= Exercise directions =
Reproduce verbatim the entries from the line containing "Existence query — does this image feature any ski track" through the line containing "left=0, top=60, right=300, bottom=225", both lines included, and nothing else.

= Provided data =
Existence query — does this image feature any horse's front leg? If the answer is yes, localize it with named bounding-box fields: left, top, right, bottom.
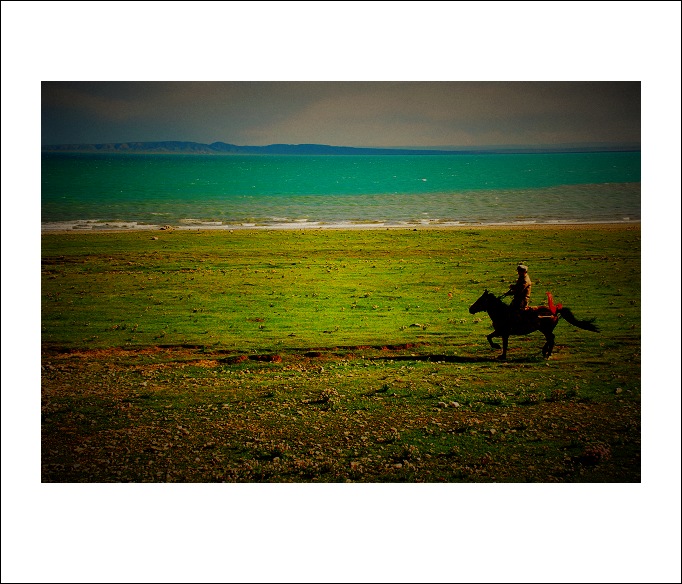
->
left=486, top=331, right=501, bottom=349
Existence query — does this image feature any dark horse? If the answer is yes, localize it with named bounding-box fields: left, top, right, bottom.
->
left=469, top=290, right=599, bottom=359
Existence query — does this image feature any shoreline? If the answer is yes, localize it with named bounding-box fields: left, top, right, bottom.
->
left=41, top=220, right=641, bottom=235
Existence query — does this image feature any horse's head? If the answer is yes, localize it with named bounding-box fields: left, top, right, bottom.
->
left=469, top=290, right=492, bottom=314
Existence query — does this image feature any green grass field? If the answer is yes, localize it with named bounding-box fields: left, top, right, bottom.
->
left=41, top=226, right=641, bottom=482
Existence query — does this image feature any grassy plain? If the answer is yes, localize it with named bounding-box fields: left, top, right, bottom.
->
left=41, top=225, right=641, bottom=482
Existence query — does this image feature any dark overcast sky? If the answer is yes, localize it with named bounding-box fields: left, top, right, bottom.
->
left=42, top=81, right=641, bottom=147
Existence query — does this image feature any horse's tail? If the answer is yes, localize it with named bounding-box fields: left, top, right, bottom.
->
left=557, top=306, right=599, bottom=333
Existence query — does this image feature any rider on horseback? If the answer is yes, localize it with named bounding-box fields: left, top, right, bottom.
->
left=505, top=264, right=533, bottom=323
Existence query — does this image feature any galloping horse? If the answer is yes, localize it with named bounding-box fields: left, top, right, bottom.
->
left=469, top=290, right=599, bottom=359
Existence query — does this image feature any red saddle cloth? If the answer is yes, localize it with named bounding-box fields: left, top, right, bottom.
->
left=545, top=292, right=562, bottom=315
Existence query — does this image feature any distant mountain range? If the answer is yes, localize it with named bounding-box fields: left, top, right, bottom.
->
left=42, top=141, right=640, bottom=156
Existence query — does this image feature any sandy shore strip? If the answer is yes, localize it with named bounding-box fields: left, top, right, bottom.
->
left=41, top=221, right=641, bottom=234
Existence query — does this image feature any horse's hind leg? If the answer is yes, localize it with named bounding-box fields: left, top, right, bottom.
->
left=486, top=331, right=502, bottom=349
left=498, top=336, right=509, bottom=361
left=542, top=331, right=554, bottom=359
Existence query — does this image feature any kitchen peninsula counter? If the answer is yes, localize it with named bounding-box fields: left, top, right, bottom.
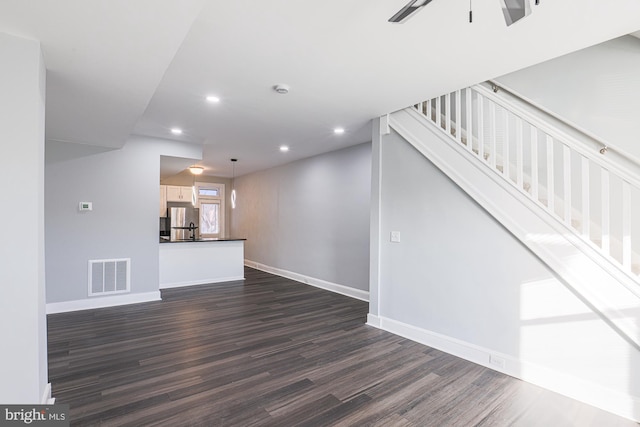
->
left=160, top=237, right=247, bottom=243
left=158, top=237, right=246, bottom=289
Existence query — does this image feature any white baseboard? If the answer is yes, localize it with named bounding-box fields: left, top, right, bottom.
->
left=244, top=259, right=369, bottom=302
left=40, top=383, right=56, bottom=405
left=367, top=314, right=640, bottom=422
left=160, top=276, right=244, bottom=289
left=47, top=291, right=161, bottom=314
left=367, top=313, right=380, bottom=328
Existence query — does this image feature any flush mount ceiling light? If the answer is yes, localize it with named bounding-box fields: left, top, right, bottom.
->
left=389, top=0, right=540, bottom=26
left=189, top=166, right=204, bottom=175
left=273, top=85, right=290, bottom=95
left=389, top=0, right=432, bottom=24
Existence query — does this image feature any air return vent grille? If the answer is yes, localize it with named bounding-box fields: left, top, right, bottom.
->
left=89, top=258, right=131, bottom=297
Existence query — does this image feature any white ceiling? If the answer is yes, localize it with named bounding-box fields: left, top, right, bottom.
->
left=0, top=0, right=640, bottom=176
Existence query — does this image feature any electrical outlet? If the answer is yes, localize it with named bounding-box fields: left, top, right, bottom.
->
left=489, top=354, right=506, bottom=369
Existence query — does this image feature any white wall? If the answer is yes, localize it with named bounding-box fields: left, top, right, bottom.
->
left=370, top=133, right=640, bottom=419
left=496, top=36, right=640, bottom=161
left=0, top=34, right=48, bottom=404
left=45, top=137, right=202, bottom=303
left=231, top=143, right=371, bottom=291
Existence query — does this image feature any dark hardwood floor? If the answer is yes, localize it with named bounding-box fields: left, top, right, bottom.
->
left=48, top=269, right=637, bottom=427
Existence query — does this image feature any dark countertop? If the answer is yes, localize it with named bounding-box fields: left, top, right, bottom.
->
left=160, top=237, right=247, bottom=243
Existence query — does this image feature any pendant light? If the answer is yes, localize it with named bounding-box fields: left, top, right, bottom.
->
left=231, top=159, right=238, bottom=209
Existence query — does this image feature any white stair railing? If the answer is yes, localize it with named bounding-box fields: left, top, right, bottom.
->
left=415, top=85, right=640, bottom=282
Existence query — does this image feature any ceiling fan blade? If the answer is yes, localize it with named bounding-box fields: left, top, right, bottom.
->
left=389, top=0, right=433, bottom=24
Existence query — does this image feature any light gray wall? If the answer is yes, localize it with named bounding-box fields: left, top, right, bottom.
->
left=0, top=33, right=48, bottom=404
left=370, top=133, right=640, bottom=402
left=496, top=36, right=640, bottom=164
left=45, top=137, right=202, bottom=303
left=231, top=143, right=371, bottom=290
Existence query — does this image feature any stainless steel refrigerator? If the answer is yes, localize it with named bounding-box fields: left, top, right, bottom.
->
left=167, top=203, right=200, bottom=241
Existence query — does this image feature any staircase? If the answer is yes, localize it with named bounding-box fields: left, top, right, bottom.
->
left=384, top=83, right=640, bottom=348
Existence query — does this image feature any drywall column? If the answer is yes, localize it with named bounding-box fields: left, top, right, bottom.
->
left=0, top=34, right=50, bottom=404
left=367, top=115, right=390, bottom=327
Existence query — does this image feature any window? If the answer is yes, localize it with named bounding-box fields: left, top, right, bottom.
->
left=200, top=201, right=220, bottom=235
left=195, top=182, right=224, bottom=238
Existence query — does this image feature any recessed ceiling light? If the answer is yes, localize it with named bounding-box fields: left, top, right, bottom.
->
left=273, top=84, right=290, bottom=95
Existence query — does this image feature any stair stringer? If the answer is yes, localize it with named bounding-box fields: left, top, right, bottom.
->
left=389, top=108, right=640, bottom=350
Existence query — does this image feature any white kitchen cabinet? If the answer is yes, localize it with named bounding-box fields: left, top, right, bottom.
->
left=160, top=185, right=167, bottom=217
left=166, top=185, right=192, bottom=203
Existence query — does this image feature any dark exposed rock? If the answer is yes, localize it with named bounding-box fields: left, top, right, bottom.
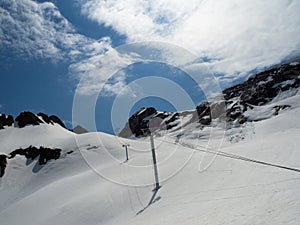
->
left=128, top=107, right=157, bottom=137
left=16, top=112, right=43, bottom=128
left=119, top=63, right=300, bottom=138
left=38, top=112, right=53, bottom=125
left=9, top=146, right=61, bottom=165
left=73, top=125, right=88, bottom=134
left=0, top=114, right=14, bottom=129
left=0, top=155, right=7, bottom=177
left=196, top=64, right=300, bottom=125
left=49, top=115, right=66, bottom=128
left=273, top=105, right=291, bottom=115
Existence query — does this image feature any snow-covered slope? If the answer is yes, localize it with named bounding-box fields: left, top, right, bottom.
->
left=0, top=94, right=300, bottom=225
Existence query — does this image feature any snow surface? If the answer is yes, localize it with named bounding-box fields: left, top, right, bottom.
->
left=0, top=94, right=300, bottom=225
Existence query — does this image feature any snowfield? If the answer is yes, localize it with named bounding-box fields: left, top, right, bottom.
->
left=0, top=94, right=300, bottom=225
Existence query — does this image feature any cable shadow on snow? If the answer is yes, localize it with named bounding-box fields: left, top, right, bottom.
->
left=136, top=189, right=161, bottom=215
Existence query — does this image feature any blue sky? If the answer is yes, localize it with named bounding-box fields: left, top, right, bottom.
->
left=0, top=0, right=300, bottom=133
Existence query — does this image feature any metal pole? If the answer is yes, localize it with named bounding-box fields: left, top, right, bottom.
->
left=150, top=132, right=160, bottom=190
left=122, top=144, right=129, bottom=161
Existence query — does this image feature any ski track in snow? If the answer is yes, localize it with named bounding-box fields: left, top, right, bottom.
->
left=0, top=94, right=300, bottom=225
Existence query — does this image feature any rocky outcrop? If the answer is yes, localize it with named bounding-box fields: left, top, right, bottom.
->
left=49, top=115, right=66, bottom=128
left=0, top=112, right=66, bottom=129
left=0, top=114, right=14, bottom=129
left=0, top=155, right=7, bottom=177
left=73, top=125, right=88, bottom=134
left=119, top=63, right=300, bottom=138
left=9, top=146, right=62, bottom=165
left=37, top=112, right=53, bottom=125
left=16, top=112, right=43, bottom=128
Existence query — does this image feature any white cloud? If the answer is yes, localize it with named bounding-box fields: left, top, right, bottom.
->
left=0, top=0, right=110, bottom=60
left=70, top=47, right=134, bottom=95
left=82, top=0, right=300, bottom=84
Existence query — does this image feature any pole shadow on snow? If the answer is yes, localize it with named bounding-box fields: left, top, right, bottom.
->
left=136, top=188, right=161, bottom=215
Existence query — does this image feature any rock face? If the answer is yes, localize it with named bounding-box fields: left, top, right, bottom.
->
left=73, top=125, right=88, bottom=134
left=9, top=146, right=61, bottom=165
left=49, top=115, right=66, bottom=128
left=0, top=114, right=14, bottom=129
left=16, top=112, right=43, bottom=128
left=119, top=107, right=171, bottom=138
left=0, top=155, right=7, bottom=177
left=119, top=63, right=300, bottom=138
left=0, top=112, right=66, bottom=129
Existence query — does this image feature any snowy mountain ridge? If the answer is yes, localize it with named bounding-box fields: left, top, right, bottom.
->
left=119, top=62, right=300, bottom=138
left=0, top=60, right=300, bottom=225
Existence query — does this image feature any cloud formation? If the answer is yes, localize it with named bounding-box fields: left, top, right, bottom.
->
left=82, top=0, right=300, bottom=80
left=0, top=0, right=110, bottom=60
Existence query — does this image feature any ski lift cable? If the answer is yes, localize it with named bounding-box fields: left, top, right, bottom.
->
left=159, top=140, right=300, bottom=172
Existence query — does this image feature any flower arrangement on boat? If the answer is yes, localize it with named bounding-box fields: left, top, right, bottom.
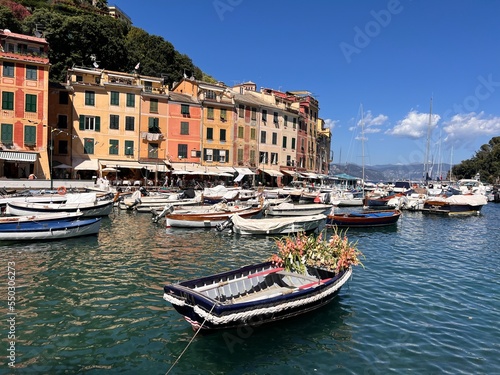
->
left=271, top=229, right=363, bottom=274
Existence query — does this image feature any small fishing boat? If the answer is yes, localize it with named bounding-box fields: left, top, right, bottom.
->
left=0, top=213, right=101, bottom=241
left=5, top=200, right=114, bottom=217
left=326, top=210, right=401, bottom=228
left=422, top=194, right=488, bottom=216
left=159, top=203, right=264, bottom=228
left=163, top=262, right=352, bottom=330
left=216, top=214, right=326, bottom=235
left=265, top=203, right=332, bottom=216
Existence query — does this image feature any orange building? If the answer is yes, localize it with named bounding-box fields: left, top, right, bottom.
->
left=0, top=29, right=50, bottom=178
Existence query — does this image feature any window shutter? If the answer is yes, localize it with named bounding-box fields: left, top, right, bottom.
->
left=95, top=116, right=101, bottom=132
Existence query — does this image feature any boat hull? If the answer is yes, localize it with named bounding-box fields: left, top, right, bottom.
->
left=163, top=262, right=352, bottom=330
left=266, top=203, right=332, bottom=216
left=0, top=217, right=101, bottom=241
left=326, top=210, right=401, bottom=228
left=7, top=201, right=114, bottom=217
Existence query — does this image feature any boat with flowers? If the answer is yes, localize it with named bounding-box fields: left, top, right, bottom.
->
left=163, top=233, right=360, bottom=330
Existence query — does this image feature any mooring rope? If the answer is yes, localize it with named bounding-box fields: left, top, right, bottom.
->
left=165, top=303, right=216, bottom=375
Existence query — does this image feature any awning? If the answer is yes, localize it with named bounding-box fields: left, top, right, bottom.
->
left=0, top=151, right=38, bottom=163
left=302, top=172, right=319, bottom=179
left=281, top=169, right=300, bottom=176
left=235, top=168, right=255, bottom=177
left=216, top=167, right=236, bottom=173
left=99, top=160, right=145, bottom=169
left=261, top=169, right=283, bottom=177
left=73, top=159, right=99, bottom=171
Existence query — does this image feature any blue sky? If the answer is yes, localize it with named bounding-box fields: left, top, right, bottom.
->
left=113, top=0, right=500, bottom=165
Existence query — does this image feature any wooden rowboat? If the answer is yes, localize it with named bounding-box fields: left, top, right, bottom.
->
left=163, top=262, right=352, bottom=330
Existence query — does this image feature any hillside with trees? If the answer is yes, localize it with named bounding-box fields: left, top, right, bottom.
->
left=452, top=137, right=500, bottom=184
left=0, top=0, right=214, bottom=86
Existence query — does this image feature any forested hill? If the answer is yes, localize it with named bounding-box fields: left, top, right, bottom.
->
left=0, top=0, right=214, bottom=86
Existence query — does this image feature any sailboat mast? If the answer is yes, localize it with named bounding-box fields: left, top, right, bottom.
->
left=361, top=105, right=365, bottom=197
left=424, top=97, right=432, bottom=183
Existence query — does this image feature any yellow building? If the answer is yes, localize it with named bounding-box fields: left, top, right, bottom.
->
left=0, top=29, right=50, bottom=178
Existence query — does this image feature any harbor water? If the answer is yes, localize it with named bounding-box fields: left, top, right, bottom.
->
left=0, top=203, right=500, bottom=375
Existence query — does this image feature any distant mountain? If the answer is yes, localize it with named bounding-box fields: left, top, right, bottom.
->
left=330, top=164, right=450, bottom=182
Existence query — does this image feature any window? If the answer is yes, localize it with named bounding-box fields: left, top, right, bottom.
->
left=125, top=141, right=134, bottom=155
left=207, top=90, right=215, bottom=100
left=177, top=144, right=187, bottom=159
left=109, top=139, right=118, bottom=155
left=109, top=115, right=120, bottom=129
left=83, top=138, right=94, bottom=155
left=3, top=61, right=14, bottom=77
left=125, top=116, right=135, bottom=131
left=80, top=115, right=101, bottom=132
left=127, top=93, right=135, bottom=108
left=148, top=117, right=160, bottom=133
left=148, top=143, right=160, bottom=159
left=25, top=94, right=36, bottom=112
left=57, top=140, right=68, bottom=155
left=57, top=115, right=68, bottom=129
left=259, top=151, right=268, bottom=164
left=203, top=148, right=214, bottom=161
left=26, top=65, right=38, bottom=81
left=250, top=128, right=257, bottom=141
left=207, top=107, right=214, bottom=120
left=219, top=150, right=229, bottom=163
left=149, top=98, right=158, bottom=113
left=181, top=121, right=189, bottom=135
left=1, top=124, right=14, bottom=146
left=59, top=91, right=69, bottom=104
left=109, top=91, right=120, bottom=105
left=220, top=108, right=227, bottom=121
left=2, top=91, right=14, bottom=111
left=85, top=91, right=95, bottom=106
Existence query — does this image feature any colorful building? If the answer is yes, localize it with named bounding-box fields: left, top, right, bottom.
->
left=0, top=29, right=50, bottom=178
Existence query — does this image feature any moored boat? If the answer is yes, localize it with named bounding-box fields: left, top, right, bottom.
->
left=163, top=262, right=352, bottom=329
left=0, top=213, right=101, bottom=241
left=326, top=210, right=401, bottom=228
left=216, top=214, right=326, bottom=235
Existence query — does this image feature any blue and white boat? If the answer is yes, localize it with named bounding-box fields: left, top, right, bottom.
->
left=0, top=212, right=101, bottom=242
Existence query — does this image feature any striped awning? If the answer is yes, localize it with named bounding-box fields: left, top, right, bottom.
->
left=0, top=151, right=38, bottom=163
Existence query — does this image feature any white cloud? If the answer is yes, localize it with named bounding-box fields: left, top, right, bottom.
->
left=386, top=111, right=441, bottom=139
left=443, top=112, right=500, bottom=145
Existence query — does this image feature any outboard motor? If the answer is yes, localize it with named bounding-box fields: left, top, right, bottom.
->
left=151, top=204, right=174, bottom=223
left=215, top=216, right=234, bottom=232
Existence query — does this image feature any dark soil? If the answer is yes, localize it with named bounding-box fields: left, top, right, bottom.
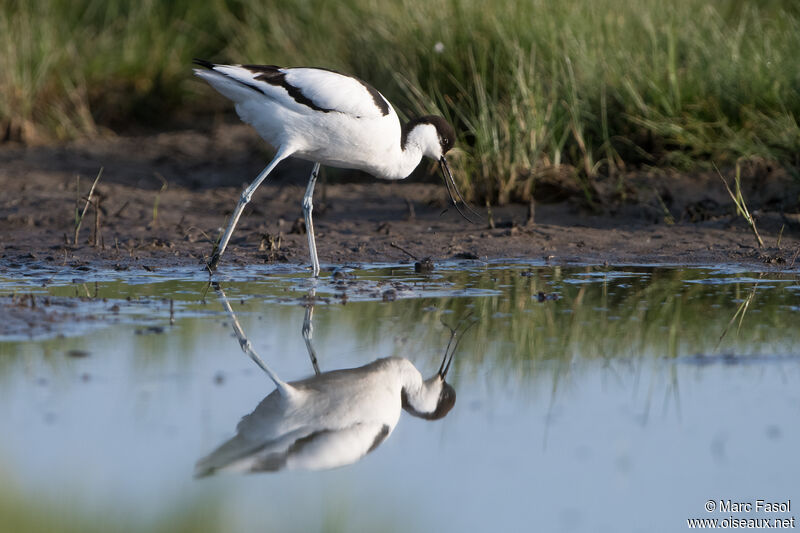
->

= Result =
Existence query — does this image feature any ski track in snow? If the answer is yes, localize it with named bounding-box fields: left, top, right, bottom.
->
left=0, top=94, right=300, bottom=225
Existence query — does this image feature any rocky outcrop? If the answer is yes, localize it with named bounding-box fields: left, top, right, bottom.
->
left=49, top=115, right=66, bottom=128
left=0, top=112, right=66, bottom=129
left=0, top=114, right=14, bottom=129
left=0, top=155, right=7, bottom=177
left=73, top=125, right=88, bottom=134
left=119, top=63, right=300, bottom=138
left=9, top=146, right=62, bottom=165
left=37, top=112, right=53, bottom=125
left=16, top=112, right=43, bottom=128
Existence query — does this image feature any white cloud? If the answer is yes, localize it with named bounding-box fields: left, top, right, bottom.
->
left=0, top=0, right=110, bottom=60
left=70, top=47, right=134, bottom=95
left=82, top=0, right=300, bottom=84
Existence query — does this image feature any pole shadow on snow? If the answer is yes, localize it with named bounding-box fields: left, top, right, bottom.
->
left=136, top=188, right=161, bottom=215
Existence query — does this image feature any rock face? If the answer is yes, localize it with named bounding-box fields: left, top, right, bottom.
->
left=73, top=125, right=88, bottom=134
left=9, top=146, right=61, bottom=165
left=49, top=115, right=66, bottom=128
left=0, top=114, right=14, bottom=129
left=16, top=112, right=43, bottom=128
left=119, top=107, right=171, bottom=138
left=0, top=155, right=7, bottom=177
left=119, top=63, right=300, bottom=138
left=0, top=112, right=66, bottom=129
Existence query — does this image feature any snowy mountain ridge? If the answer is yes, localize it with named bounding-box fields: left, top, right, bottom.
->
left=119, top=62, right=300, bottom=138
left=0, top=60, right=300, bottom=225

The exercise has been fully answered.